_TASK BRIEF_
The expected answer is every line from the material below that has the word "wispy".

_RECORDS SUPPLIED_

BEGIN

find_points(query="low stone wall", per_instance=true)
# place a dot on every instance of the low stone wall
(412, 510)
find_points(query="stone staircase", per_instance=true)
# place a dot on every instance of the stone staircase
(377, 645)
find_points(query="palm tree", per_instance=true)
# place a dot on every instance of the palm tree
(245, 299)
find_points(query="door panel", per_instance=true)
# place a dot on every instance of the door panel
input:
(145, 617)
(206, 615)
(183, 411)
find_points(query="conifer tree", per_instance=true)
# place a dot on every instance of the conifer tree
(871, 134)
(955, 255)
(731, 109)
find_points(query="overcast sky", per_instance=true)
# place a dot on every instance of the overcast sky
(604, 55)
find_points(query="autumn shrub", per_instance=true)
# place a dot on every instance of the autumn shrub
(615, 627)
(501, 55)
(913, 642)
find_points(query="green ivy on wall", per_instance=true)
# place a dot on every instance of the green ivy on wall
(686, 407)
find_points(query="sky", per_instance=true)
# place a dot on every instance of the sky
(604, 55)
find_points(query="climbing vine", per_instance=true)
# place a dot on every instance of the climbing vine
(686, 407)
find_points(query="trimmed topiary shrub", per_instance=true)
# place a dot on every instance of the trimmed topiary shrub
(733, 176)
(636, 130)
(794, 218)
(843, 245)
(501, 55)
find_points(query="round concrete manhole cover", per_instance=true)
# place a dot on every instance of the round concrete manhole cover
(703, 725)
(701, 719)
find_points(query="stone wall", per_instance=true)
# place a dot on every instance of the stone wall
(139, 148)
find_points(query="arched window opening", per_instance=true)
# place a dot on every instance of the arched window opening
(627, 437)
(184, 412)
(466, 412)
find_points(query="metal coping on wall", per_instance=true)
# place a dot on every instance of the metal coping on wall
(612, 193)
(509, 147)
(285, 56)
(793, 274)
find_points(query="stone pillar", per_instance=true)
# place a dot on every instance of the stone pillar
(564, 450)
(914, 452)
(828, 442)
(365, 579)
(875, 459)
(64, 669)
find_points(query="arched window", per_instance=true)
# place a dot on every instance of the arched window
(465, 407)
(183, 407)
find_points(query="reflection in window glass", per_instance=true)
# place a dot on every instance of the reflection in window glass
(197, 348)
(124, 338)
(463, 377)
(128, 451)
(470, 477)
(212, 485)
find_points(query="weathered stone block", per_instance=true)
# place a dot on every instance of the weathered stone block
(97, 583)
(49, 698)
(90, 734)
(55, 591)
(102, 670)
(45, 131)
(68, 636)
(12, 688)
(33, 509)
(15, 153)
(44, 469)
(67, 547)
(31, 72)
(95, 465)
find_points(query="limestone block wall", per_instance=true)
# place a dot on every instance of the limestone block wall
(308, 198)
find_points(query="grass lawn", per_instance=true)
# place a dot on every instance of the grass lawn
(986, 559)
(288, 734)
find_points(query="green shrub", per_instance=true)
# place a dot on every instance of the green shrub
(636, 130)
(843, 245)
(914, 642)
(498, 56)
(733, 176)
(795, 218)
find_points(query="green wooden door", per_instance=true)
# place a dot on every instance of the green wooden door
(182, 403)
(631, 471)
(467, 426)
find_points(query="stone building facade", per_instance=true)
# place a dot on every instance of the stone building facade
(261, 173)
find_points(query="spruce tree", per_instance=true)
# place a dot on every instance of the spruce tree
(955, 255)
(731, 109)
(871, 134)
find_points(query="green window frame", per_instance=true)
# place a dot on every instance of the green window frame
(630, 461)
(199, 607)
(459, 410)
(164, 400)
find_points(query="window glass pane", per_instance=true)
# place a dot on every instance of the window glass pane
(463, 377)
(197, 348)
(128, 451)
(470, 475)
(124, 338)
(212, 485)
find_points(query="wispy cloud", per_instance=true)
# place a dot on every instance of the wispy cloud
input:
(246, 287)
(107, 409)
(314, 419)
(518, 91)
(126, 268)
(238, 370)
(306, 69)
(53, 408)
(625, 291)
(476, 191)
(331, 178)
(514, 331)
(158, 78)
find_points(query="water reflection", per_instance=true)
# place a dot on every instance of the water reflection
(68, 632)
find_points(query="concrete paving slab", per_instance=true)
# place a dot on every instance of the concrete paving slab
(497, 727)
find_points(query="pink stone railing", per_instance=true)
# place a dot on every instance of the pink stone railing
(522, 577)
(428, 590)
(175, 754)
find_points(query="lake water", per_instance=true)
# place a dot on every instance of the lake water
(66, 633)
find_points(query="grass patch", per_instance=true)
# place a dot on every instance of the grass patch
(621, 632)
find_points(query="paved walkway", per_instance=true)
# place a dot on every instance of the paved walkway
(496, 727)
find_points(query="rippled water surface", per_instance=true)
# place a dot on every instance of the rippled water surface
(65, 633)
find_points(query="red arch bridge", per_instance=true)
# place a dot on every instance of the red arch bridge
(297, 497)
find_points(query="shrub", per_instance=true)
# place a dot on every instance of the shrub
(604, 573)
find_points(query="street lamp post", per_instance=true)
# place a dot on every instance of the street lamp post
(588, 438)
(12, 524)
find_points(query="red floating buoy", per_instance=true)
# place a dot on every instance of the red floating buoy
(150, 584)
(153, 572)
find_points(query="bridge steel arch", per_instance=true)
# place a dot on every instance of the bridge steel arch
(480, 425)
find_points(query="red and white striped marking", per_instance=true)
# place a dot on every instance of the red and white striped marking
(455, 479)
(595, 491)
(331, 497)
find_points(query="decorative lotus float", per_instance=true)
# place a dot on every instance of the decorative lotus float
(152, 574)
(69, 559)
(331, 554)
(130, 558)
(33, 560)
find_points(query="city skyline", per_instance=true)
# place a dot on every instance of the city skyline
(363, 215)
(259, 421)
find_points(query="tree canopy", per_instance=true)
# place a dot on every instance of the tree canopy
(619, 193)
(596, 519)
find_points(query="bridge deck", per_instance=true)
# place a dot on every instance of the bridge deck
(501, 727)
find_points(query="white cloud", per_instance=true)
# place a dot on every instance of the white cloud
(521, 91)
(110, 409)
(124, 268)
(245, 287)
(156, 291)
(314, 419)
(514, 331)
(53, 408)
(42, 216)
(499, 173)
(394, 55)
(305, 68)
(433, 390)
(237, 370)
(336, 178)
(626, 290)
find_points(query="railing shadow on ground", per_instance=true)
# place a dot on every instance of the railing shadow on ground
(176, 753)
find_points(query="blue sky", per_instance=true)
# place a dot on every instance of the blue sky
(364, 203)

END

_SOLUTION TO THIS PROBLEM_
find_points(query="wispy cloud", per_instance=true)
# place a dot on every instance of the wispy cloud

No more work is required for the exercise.